---------- DATASET EXCERPTS

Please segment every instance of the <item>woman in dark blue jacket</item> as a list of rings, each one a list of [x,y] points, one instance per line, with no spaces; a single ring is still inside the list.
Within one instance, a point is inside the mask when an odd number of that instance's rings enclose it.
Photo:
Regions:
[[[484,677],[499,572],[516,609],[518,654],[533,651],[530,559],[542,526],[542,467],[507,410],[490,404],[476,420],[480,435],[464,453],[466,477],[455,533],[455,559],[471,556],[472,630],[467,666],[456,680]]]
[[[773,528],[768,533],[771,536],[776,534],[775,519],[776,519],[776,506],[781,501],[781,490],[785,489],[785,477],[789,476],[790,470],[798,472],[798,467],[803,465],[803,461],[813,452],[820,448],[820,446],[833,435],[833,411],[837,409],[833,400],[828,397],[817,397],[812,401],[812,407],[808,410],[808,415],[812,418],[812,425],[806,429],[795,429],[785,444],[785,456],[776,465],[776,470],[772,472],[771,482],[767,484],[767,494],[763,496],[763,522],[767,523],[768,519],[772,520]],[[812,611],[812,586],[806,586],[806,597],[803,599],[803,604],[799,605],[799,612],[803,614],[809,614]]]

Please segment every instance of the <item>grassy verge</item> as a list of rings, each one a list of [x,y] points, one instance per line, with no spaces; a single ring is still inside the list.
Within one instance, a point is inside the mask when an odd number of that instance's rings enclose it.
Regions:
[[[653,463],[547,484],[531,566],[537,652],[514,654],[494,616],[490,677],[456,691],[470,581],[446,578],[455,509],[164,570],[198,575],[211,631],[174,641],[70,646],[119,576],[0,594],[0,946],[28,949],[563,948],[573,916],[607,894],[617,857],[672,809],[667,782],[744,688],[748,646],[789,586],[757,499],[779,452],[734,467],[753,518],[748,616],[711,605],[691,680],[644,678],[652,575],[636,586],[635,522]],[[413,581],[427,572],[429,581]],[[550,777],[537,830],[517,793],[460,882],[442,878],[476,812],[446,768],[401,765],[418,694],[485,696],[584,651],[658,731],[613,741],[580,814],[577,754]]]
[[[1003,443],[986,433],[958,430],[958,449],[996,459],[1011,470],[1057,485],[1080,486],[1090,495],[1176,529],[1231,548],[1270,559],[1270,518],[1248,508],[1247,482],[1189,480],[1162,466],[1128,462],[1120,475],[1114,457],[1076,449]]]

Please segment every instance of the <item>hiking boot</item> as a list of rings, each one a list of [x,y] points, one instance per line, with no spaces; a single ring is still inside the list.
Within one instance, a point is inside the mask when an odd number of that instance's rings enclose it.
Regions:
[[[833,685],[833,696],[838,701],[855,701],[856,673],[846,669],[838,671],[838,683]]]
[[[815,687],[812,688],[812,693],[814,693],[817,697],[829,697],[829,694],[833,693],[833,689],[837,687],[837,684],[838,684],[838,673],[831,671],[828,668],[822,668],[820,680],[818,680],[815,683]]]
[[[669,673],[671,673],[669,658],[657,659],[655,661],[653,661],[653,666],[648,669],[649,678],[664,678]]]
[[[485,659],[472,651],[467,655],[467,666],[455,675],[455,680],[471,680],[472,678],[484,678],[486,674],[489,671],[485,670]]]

--------------------

§ TASK STATEMENT
Copy the material above, line for line.

§ OUTPUT OF THE EXERCISE
Please segment every instance of the <item>woman in dark blue jacket</item> as a list of rings, each one a list of [x,y] points, one instance per line, with no spaces; a single ring is still inside the list.
Within one instance, a point is inside the mask when an odd number of that instance's rings enclose it.
Photo:
Regions:
[[[484,677],[499,572],[516,609],[518,654],[533,651],[530,559],[542,526],[542,467],[507,410],[490,404],[476,420],[480,435],[464,453],[466,477],[455,533],[455,559],[471,556],[472,630],[467,666],[456,680]]]
[[[773,528],[768,533],[771,536],[776,534],[775,519],[776,519],[776,506],[781,501],[781,490],[785,489],[785,477],[789,476],[790,470],[798,472],[798,467],[803,465],[803,461],[813,452],[820,448],[820,446],[833,435],[833,411],[837,409],[833,400],[828,397],[817,397],[812,401],[812,407],[808,410],[808,415],[812,418],[812,425],[806,429],[795,429],[785,444],[785,456],[776,465],[776,470],[772,472],[771,482],[767,484],[767,494],[763,496],[763,522],[767,523],[768,519],[772,520]],[[812,611],[812,586],[806,586],[806,597],[803,599],[803,604],[799,605],[799,612],[803,614],[809,614]]]

Please segment every instance of the <item>grassy verge</item> as a list of rings, each one a list of [x,y] points, one instance per line, with no spaces; a single ring is still inside the list.
Within one instance, a point is inside the mask when an odd number of that instance's rings enclose it.
Regions:
[[[653,463],[547,484],[531,566],[537,652],[514,654],[494,616],[490,677],[456,691],[470,581],[446,578],[455,509],[164,570],[198,575],[211,631],[174,641],[70,646],[119,576],[0,594],[0,946],[28,949],[563,948],[573,916],[607,894],[617,857],[672,809],[667,782],[744,688],[748,646],[789,586],[757,499],[779,452],[734,467],[753,518],[748,616],[711,605],[691,680],[644,678],[652,575],[636,586],[635,522]],[[413,581],[427,572],[429,581]],[[550,777],[537,830],[517,793],[460,882],[442,878],[476,812],[446,768],[401,765],[418,694],[485,696],[584,651],[658,731],[613,741],[580,814],[577,754]]]
[[[1003,443],[986,433],[958,430],[958,449],[996,459],[1011,470],[1057,485],[1080,486],[1090,495],[1176,529],[1231,548],[1270,559],[1270,518],[1248,508],[1247,482],[1189,480],[1162,466],[1128,462],[1120,475],[1114,457],[1076,449]]]

Please segment every instance of the <item>hiking boot</item> as a list of rings, each one a list of [x,y] points, one instance per line, with no spaces; a single ring is still inside the list.
Within one instance, a point is inside the mask when an odd number of that instance's rings enclose it.
Regions:
[[[833,685],[833,696],[838,701],[855,701],[856,673],[846,669],[838,671],[838,683]]]
[[[815,687],[812,688],[812,693],[814,693],[817,697],[829,697],[829,694],[833,693],[833,689],[837,687],[837,684],[838,684],[838,673],[831,671],[828,668],[822,668],[820,680],[818,680],[815,683]]]
[[[669,673],[671,673],[669,658],[657,659],[655,661],[653,661],[653,666],[648,669],[649,678],[664,678]]]
[[[485,659],[472,651],[467,655],[467,666],[455,675],[455,680],[471,680],[472,678],[484,678],[486,674],[489,671],[485,670]]]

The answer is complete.